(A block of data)
>>>>
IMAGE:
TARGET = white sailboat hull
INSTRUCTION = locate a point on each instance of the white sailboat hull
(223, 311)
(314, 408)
<<<<
Rewrite these lines as a Markdown table with two columns, Row and Line, skipping any blank lines.

#### Exercise output:
| Row | Line |
|---|---|
| 1 | IMAGE: |
| 2 | TARGET = white sailboat hull |
| 3 | INSTRUCTION = locate a point on each instance of the white sailboat hull |
| 4 | (223, 311) |
| 5 | (314, 408) |